* **TEXT SHOWN**:
_ _ _ _ _

In this equation, K_A is the association equilibrium constant for the binding of analyte A to the immobilized ligand L, and m_Lapp is the apparent moles of analyte required to reach the mean point of a breakthrough curve at a given concentration of applied analyte [A]. According to eqn (1), the plot of 1/m_Lapp versus 1/[A] predicts a linear relationship when only one type of binding site is available on the column. The slope and intercept can be used to calculate K_A and the total moles of binding sites m_L for the analyte.³⁴

Results and discussion

Homology modeling of α_1A-AR

The construction of a protein model consists of four steps: sequence alignment between the target and the template, building an initial model, refining the model, and evaluating the quality of the model. In this work, these steps were followed well during the construction of the α_1A-AR homology model. Firstly, a template (3SN6, β₂-adrenergic receptor–Gs protein complex) was identified through homology searches in the PDB with a sequence identity of 53% to α_1A-AR (ESI†). Ten annotated structures of α_1A-AR were predicted, among which the desired model was Alpha.BL00020001 because of the good overlap with the template. This result was confirmed by the lowest value of PDF (Probability Density Functions) total energy (−29743.8), PDF physical energy (−5237.6) and DOPE (Discrete Optimized Protein Energy) score (−35692.4) compared with the other models. The Ramachandran plot of the α_1A-AR model, calculated using PROCHECK, showed that most of the amino acid residues of the receptor were distributed in the rational region (ESI†). Further verification of the model using PROFILE 3D showed that 78.4% of the residues had an averaged compatibility of an atomic model (3D) with its own amino acid sequence (1D).

_ _ _ _ _

* **Collection entries**:
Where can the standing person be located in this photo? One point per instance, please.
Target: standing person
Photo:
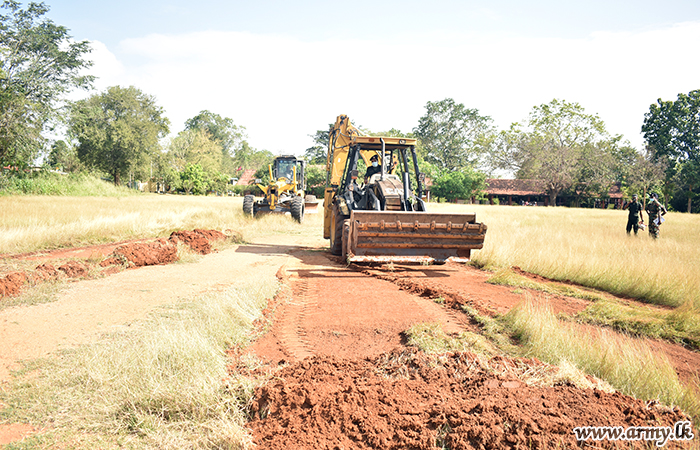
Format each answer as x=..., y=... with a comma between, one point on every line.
x=655, y=210
x=635, y=216
x=374, y=168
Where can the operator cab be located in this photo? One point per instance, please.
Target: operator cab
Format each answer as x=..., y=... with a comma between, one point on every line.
x=383, y=190
x=286, y=166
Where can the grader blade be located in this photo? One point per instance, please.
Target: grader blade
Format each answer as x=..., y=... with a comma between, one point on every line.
x=401, y=236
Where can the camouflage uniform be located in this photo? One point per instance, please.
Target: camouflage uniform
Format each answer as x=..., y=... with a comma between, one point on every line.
x=635, y=208
x=655, y=210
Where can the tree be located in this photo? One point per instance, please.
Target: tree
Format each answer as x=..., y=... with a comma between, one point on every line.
x=452, y=136
x=39, y=64
x=195, y=146
x=118, y=130
x=318, y=153
x=462, y=184
x=672, y=130
x=560, y=141
x=645, y=174
x=193, y=179
x=229, y=136
x=64, y=157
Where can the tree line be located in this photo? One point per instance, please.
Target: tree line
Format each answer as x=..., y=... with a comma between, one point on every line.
x=119, y=133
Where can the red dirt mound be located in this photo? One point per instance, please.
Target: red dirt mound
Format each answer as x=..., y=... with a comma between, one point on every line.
x=132, y=254
x=74, y=269
x=46, y=272
x=197, y=240
x=406, y=400
x=147, y=253
x=12, y=283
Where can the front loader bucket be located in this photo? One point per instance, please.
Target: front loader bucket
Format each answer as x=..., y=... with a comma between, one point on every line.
x=411, y=236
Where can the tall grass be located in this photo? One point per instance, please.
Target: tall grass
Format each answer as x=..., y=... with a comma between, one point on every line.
x=161, y=385
x=47, y=183
x=590, y=247
x=30, y=223
x=627, y=364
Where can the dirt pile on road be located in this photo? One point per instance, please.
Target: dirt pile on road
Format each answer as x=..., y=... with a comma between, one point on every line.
x=11, y=284
x=130, y=254
x=407, y=399
x=197, y=240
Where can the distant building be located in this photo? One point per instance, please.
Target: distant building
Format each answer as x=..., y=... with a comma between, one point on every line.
x=532, y=192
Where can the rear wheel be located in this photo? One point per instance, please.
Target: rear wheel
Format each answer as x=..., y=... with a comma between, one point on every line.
x=297, y=209
x=346, y=239
x=248, y=202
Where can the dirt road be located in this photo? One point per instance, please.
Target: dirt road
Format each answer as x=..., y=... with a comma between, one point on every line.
x=348, y=380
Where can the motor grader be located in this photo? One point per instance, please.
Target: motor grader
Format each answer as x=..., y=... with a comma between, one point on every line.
x=384, y=218
x=285, y=191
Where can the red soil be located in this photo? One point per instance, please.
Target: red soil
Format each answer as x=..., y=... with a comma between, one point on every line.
x=128, y=254
x=343, y=376
x=405, y=400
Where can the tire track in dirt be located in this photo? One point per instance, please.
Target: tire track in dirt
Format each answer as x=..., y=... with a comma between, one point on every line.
x=462, y=285
x=333, y=311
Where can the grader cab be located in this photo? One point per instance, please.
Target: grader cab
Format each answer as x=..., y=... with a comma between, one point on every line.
x=285, y=191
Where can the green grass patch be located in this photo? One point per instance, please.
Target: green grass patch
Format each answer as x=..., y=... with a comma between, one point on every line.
x=54, y=184
x=507, y=277
x=681, y=325
x=589, y=247
x=162, y=384
x=627, y=364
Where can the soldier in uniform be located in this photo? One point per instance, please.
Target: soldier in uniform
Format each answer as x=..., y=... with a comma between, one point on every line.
x=374, y=168
x=635, y=214
x=655, y=210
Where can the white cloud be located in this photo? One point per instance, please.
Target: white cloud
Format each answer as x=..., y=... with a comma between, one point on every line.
x=283, y=89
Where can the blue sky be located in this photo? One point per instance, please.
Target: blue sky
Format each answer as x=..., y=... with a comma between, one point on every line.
x=284, y=69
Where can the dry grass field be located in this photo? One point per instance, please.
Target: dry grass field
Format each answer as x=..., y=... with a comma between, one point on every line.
x=155, y=391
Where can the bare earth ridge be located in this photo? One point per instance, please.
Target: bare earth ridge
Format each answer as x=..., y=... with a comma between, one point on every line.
x=344, y=376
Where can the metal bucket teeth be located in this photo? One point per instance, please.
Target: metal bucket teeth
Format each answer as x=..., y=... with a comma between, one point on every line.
x=412, y=236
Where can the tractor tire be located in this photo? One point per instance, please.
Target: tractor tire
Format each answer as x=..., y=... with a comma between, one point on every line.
x=248, y=204
x=346, y=239
x=297, y=209
x=337, y=220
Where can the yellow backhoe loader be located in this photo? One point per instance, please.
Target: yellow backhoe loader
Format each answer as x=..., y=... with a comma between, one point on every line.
x=285, y=192
x=384, y=217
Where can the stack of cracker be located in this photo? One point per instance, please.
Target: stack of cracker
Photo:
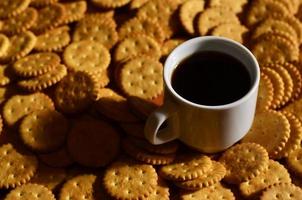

_ _ _ _ _

* **WORK TO COMPLETE**:
Continue the passage on the α_1A-AR homology model from its final sentence.

* **REPLY TO THE TASK**:
Molecular docking analysis

It is reported that human α_1A-AR has 466 amino acids. Two phenylalanine residues (Phe²⁰⁸ and Phe³¹²) in transmembrane domain 7 (TM7), one phenylalanine residue (Phe¹⁹³) in TM5 and one leucine residue in TM6 (Leu²⁹⁰) have been identified as major sites for ligand binding by π-stacking and/or hydrophobic interactions.^35–37 Further experiments of alanine-substitution mutation have shown that two serine residues (Ser¹⁸⁸ and Ser¹⁹²) in TM5 play main role in the formation of hydrogen bonds between the receptor and ligands.³⁸ It is also reported that the protonated nitrogen of the bound ligand engages in ionic interactions with an aspartate residue (Asp¹⁰⁶) in TM3.^39,40 Other mutagenesis studies have indicated that Phe⁸⁶ in TM2 is capable of recognizing α_1A-AR selective antagonists as well as other dihydropyridine-type antagonists. The acidic amino residues Gln¹⁹⁶, Ile¹⁹⁷, and Asn¹⁹⁸ in the second extracellular loop discriminate the α_1A-AR selective antagonists (phentolamine and WB4101). Phe³⁰⁸ and Phe³¹² in TM7 are major aromatic contacts for most α₁-AR antagonists as well as imidazoline-type agonists.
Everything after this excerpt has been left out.